##### Given information
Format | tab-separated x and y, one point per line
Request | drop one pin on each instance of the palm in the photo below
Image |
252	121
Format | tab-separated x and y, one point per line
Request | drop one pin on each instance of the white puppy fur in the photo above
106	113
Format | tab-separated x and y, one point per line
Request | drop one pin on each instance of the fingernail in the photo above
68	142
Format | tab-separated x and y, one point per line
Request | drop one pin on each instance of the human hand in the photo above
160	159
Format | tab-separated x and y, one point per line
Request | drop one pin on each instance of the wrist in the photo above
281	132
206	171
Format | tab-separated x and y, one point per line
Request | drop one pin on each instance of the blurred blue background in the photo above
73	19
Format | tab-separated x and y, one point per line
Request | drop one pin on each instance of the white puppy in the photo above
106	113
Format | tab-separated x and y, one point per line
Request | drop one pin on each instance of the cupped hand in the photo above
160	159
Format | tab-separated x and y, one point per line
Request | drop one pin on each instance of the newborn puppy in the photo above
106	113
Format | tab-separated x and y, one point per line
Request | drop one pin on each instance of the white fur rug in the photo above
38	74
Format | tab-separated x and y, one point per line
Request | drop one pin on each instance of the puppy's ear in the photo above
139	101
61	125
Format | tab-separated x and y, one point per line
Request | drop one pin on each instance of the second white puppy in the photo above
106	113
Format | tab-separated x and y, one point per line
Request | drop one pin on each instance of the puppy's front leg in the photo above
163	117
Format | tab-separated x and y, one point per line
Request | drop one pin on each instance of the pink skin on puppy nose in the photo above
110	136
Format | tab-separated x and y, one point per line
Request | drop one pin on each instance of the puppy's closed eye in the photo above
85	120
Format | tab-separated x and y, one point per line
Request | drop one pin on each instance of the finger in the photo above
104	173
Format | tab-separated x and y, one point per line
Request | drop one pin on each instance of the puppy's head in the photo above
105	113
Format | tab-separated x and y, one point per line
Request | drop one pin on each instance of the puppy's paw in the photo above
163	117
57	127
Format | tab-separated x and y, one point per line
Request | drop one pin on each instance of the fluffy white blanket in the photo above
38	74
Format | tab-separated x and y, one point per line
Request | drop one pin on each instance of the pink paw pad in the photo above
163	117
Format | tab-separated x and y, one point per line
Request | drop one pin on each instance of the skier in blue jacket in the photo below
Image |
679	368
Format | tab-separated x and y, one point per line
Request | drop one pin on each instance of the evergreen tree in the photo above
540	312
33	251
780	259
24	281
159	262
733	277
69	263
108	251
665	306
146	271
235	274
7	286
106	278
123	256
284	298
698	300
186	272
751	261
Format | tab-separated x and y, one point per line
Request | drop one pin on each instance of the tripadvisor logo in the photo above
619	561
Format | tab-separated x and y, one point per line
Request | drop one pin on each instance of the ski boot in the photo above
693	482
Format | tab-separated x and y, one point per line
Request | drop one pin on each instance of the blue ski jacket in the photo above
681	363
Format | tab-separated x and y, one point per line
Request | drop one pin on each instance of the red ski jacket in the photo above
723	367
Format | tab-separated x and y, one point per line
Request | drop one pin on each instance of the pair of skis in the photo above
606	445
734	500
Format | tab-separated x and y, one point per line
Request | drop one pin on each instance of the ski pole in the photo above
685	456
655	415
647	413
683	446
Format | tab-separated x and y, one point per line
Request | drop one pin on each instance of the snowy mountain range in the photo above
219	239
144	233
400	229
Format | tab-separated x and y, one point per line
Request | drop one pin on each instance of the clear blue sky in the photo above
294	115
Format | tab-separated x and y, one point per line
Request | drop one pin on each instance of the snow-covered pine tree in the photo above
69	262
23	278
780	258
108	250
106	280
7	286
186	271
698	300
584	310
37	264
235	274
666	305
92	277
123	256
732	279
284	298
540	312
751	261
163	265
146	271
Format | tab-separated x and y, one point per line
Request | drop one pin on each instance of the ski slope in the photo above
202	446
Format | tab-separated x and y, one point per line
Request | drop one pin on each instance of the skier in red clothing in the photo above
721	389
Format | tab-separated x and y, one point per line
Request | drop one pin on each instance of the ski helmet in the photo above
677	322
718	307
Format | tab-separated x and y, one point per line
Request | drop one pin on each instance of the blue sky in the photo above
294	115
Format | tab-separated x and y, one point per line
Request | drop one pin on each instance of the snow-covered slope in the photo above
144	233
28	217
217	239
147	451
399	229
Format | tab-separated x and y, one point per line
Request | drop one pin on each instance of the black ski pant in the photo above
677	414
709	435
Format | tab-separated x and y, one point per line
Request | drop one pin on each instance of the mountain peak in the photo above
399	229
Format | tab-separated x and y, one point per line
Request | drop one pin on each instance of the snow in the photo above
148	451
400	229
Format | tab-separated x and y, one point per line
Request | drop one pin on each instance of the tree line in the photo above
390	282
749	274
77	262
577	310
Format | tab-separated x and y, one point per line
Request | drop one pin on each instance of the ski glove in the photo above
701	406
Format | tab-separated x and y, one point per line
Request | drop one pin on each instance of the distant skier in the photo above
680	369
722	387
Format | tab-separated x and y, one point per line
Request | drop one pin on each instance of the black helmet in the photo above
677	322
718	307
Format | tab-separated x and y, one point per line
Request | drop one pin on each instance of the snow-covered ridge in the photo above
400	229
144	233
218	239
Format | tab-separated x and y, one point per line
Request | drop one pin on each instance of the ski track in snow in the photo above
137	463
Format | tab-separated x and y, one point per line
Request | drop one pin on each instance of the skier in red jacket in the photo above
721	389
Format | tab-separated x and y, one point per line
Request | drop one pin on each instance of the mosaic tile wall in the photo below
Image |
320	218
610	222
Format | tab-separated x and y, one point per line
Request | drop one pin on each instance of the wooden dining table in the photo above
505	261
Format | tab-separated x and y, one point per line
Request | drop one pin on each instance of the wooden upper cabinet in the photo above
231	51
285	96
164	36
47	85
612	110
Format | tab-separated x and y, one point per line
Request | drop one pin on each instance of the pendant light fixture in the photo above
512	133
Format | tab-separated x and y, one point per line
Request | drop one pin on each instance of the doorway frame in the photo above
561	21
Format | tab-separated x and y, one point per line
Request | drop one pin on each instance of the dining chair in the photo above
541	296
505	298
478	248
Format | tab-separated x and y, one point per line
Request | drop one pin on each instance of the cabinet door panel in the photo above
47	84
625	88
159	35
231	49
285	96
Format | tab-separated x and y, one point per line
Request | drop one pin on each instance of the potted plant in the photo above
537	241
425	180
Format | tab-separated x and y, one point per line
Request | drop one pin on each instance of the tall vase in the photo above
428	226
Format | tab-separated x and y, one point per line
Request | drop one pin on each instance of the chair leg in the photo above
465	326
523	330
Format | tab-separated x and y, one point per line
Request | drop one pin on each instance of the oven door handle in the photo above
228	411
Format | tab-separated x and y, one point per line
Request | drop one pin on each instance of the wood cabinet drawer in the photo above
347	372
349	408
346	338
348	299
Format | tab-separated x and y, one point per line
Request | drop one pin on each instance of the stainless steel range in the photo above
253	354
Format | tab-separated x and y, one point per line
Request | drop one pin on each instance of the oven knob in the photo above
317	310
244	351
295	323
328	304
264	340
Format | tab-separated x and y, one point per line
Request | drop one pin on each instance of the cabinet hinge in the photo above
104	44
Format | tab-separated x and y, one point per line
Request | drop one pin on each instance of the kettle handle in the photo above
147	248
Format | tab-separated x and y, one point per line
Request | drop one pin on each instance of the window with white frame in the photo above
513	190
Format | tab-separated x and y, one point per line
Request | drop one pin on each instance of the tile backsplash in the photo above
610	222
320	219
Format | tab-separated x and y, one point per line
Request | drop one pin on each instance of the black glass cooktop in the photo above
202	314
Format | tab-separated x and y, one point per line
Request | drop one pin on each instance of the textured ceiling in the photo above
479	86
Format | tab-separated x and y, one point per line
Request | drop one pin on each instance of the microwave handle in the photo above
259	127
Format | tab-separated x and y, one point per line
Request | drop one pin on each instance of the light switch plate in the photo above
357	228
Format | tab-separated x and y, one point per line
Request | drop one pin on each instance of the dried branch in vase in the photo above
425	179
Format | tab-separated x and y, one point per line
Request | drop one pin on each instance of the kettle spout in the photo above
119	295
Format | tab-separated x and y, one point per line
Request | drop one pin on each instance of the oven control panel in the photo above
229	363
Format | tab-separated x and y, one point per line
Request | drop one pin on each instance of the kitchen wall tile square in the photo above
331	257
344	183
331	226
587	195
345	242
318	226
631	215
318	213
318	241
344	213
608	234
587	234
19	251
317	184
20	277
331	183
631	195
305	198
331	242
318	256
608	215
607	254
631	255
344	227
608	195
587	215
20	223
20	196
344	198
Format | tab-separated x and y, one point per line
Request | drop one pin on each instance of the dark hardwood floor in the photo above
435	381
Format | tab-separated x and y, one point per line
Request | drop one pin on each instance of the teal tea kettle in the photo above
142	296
##########
What the task asks:
Find every line above that contains the word "wall" and copy each one out.

Output for this task:
Request | drop one pin on each instance of the mosaic tile wall in the photo below
Request | drop one pin on each instance of the kitchen wall tile square in the photo above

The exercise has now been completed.